TO DO:
In the records that come next, find every line with "below". Return those lines.

(Data entries)
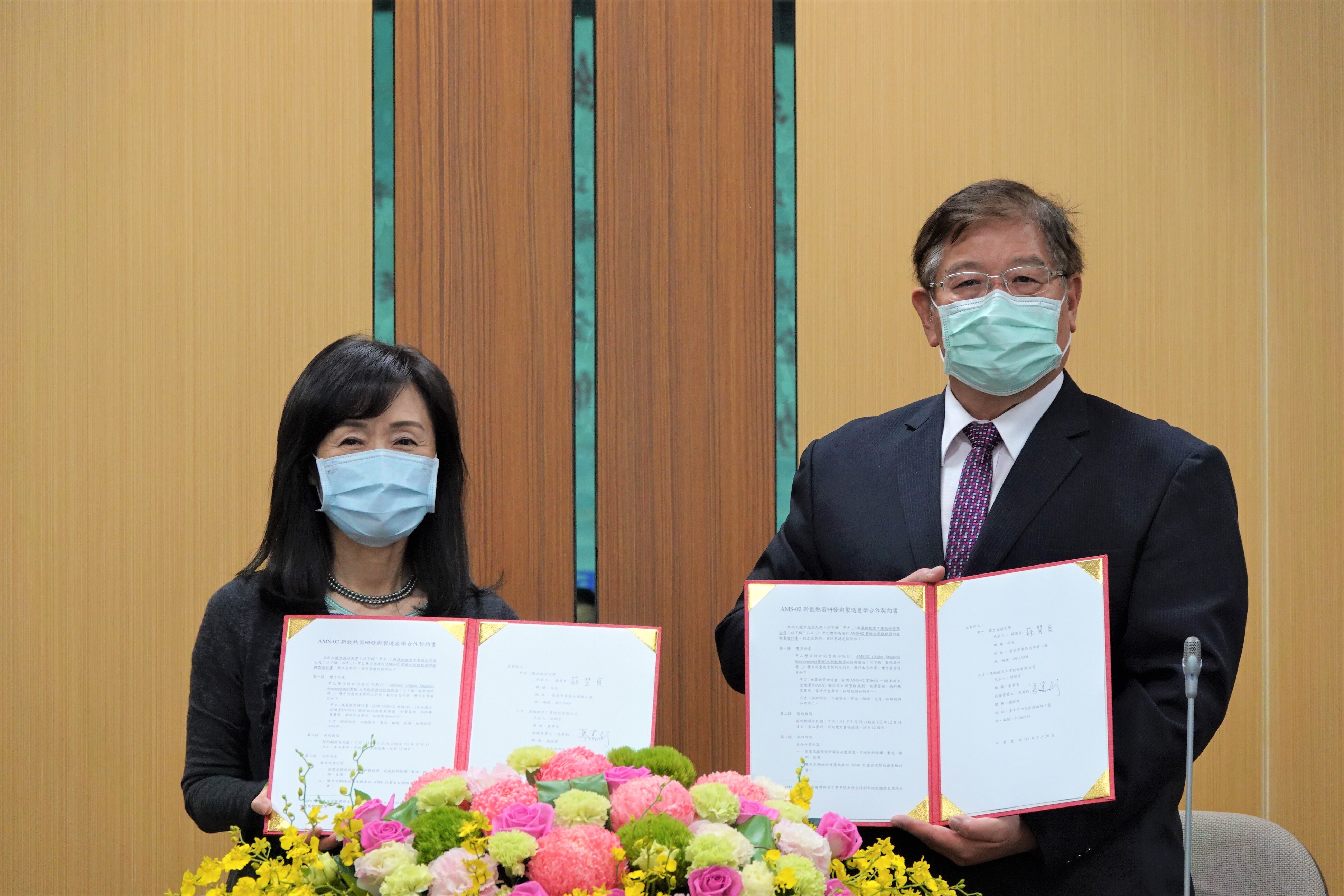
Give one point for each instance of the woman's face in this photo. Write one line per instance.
(405, 426)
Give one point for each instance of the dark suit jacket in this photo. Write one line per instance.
(1093, 479)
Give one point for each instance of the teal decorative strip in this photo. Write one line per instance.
(585, 315)
(785, 264)
(385, 141)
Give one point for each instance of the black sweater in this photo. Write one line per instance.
(232, 711)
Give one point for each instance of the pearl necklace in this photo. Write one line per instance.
(367, 600)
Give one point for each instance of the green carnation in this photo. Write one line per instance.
(666, 761)
(581, 808)
(811, 883)
(407, 880)
(526, 759)
(656, 832)
(511, 849)
(711, 849)
(451, 792)
(437, 832)
(622, 757)
(788, 811)
(716, 802)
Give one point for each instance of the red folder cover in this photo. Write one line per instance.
(472, 635)
(931, 598)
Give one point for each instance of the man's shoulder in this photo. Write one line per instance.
(878, 433)
(1133, 432)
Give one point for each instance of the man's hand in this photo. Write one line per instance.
(970, 841)
(926, 577)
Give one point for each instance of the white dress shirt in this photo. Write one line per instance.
(1014, 425)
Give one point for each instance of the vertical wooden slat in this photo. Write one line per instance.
(484, 259)
(1304, 128)
(686, 403)
(185, 222)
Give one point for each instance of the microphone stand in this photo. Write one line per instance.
(1191, 665)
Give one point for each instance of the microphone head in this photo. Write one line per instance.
(1193, 647)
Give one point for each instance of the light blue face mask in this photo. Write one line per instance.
(378, 497)
(999, 343)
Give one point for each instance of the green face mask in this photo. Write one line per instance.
(1000, 344)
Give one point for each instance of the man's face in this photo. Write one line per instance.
(991, 248)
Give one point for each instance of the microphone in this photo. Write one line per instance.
(1190, 665)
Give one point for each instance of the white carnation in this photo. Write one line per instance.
(800, 840)
(743, 848)
(773, 790)
(372, 868)
(757, 880)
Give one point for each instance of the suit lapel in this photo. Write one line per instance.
(918, 476)
(1046, 460)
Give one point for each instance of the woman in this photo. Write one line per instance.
(366, 518)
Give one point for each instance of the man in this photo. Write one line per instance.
(1012, 465)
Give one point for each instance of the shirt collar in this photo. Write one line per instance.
(1014, 425)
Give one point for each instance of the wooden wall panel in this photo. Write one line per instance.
(1306, 252)
(484, 260)
(185, 222)
(1146, 118)
(686, 351)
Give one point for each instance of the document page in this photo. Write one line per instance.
(837, 676)
(1023, 690)
(562, 685)
(346, 680)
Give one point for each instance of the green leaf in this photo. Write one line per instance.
(407, 813)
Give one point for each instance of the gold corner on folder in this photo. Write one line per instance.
(914, 593)
(757, 590)
(488, 629)
(1103, 786)
(1091, 567)
(648, 636)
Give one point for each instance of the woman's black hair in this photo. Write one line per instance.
(353, 379)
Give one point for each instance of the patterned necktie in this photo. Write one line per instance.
(968, 511)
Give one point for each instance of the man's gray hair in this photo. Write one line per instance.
(1005, 200)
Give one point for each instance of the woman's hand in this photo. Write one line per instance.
(261, 802)
(261, 805)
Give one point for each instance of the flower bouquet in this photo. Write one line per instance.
(576, 824)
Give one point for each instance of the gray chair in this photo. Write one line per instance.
(1247, 856)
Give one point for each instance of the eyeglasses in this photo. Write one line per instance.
(1030, 280)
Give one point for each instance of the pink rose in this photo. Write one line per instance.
(381, 832)
(753, 808)
(842, 835)
(537, 820)
(714, 880)
(620, 774)
(374, 809)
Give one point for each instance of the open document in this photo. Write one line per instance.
(983, 696)
(448, 694)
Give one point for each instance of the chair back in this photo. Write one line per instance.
(1236, 855)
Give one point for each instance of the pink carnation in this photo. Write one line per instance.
(576, 762)
(499, 797)
(636, 797)
(580, 858)
(738, 785)
(431, 777)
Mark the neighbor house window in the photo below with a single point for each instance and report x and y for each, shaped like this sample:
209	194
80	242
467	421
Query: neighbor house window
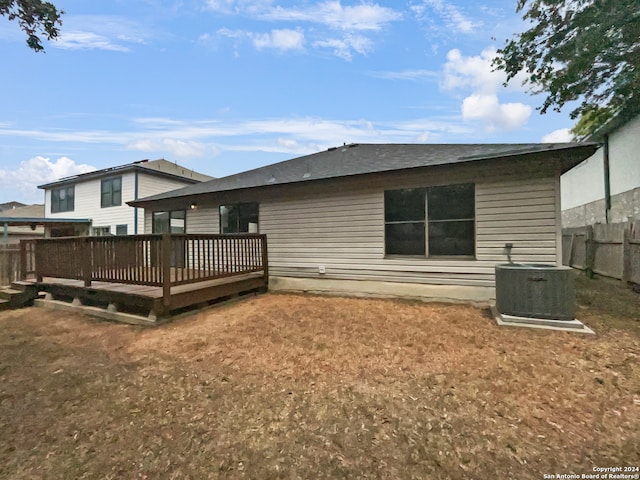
432	221
62	199
111	192
173	221
239	218
101	231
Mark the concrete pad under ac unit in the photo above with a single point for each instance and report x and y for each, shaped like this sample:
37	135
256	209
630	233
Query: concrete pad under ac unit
575	325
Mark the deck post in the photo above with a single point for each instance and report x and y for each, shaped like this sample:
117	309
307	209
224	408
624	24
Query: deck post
265	261
86	261
23	259
166	270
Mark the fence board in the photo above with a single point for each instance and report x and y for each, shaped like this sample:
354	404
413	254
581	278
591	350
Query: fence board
612	250
9	264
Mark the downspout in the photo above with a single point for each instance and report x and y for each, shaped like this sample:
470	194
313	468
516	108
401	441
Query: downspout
135	197
607	183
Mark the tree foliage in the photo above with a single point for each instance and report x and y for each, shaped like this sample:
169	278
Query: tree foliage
35	17
579	50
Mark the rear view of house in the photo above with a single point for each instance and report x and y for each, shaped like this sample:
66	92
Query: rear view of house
407	220
101	196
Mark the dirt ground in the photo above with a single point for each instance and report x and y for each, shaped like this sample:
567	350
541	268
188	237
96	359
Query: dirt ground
293	386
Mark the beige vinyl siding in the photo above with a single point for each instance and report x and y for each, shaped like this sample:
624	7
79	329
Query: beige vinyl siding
87	204
345	234
151	185
204	219
340	226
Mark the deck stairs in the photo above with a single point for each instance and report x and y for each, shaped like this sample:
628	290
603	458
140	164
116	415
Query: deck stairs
19	294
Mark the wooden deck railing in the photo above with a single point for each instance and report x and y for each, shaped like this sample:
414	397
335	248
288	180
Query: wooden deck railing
156	260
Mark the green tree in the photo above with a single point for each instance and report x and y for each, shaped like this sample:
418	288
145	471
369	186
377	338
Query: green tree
35	17
579	50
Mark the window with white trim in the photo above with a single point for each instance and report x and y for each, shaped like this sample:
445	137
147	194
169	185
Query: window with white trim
431	221
62	199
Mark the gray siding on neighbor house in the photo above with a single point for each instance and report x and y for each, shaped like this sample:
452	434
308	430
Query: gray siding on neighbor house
344	232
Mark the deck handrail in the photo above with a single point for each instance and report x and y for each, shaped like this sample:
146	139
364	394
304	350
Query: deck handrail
162	260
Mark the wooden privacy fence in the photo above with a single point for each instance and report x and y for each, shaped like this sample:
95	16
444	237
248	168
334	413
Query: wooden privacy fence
155	260
612	250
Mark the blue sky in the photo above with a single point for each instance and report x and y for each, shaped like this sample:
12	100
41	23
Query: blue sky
223	86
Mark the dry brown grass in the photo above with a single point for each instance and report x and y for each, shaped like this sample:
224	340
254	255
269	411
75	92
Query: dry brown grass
286	386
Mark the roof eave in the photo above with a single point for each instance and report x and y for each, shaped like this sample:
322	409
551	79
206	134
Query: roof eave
114	171
587	149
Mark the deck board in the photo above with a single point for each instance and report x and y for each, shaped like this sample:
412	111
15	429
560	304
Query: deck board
150	297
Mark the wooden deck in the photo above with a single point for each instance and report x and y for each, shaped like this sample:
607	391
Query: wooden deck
120	275
145	300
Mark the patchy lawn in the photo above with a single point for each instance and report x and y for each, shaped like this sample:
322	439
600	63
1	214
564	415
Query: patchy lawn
287	386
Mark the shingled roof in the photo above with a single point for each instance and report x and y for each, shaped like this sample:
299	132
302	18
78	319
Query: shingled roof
360	159
159	167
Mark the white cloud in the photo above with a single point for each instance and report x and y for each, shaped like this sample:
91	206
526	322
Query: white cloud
486	107
39	170
174	147
352	20
452	17
345	47
411	75
280	40
101	32
366	16
295	135
87	41
475	74
558	136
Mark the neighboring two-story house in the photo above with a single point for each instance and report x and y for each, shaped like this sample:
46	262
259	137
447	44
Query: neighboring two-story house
101	196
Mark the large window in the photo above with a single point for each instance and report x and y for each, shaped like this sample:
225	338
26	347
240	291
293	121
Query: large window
169	222
433	221
239	218
62	199
111	192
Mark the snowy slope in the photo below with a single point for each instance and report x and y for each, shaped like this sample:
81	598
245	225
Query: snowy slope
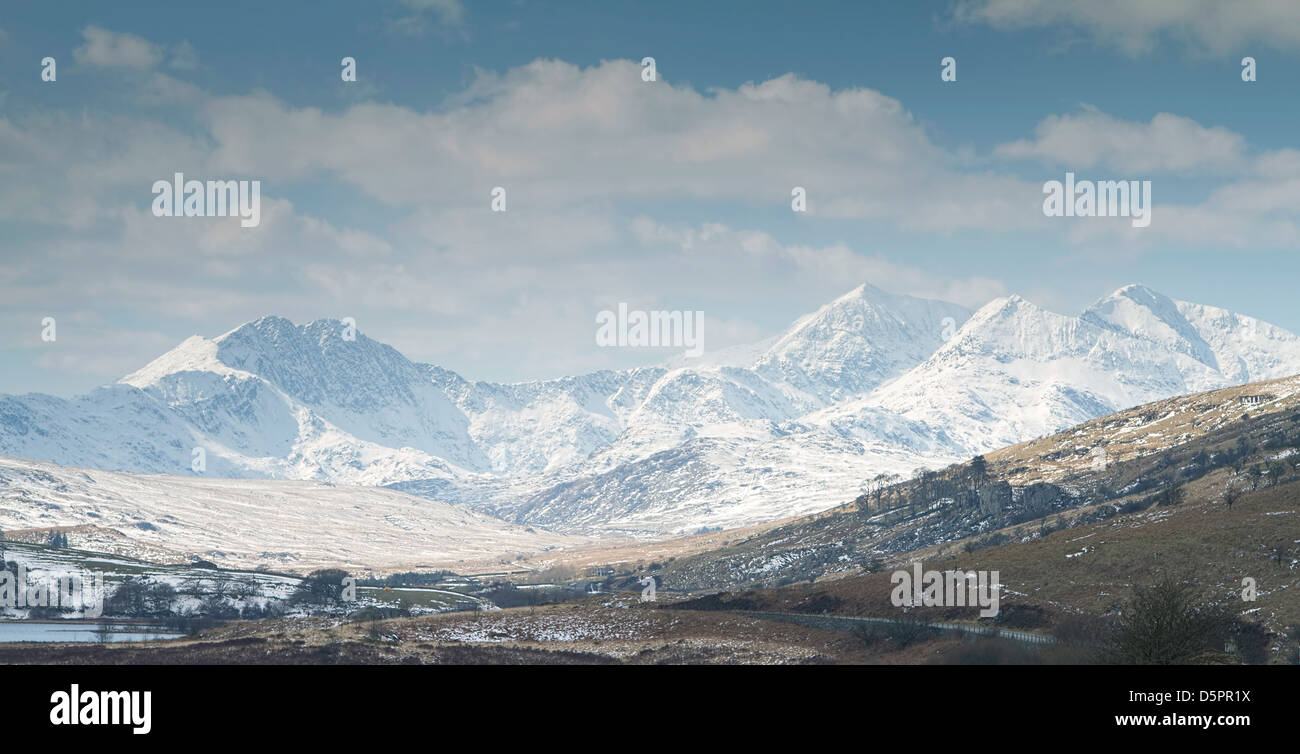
254	523
872	382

FINISHED TASK:
Mark the neighbor house window in the photo below with a single point for each instance and report x and y for each, shaped like this sample:
Mark the snowy slope in the photo below with a single point for each instance and report x and y for each, shaped like this sample:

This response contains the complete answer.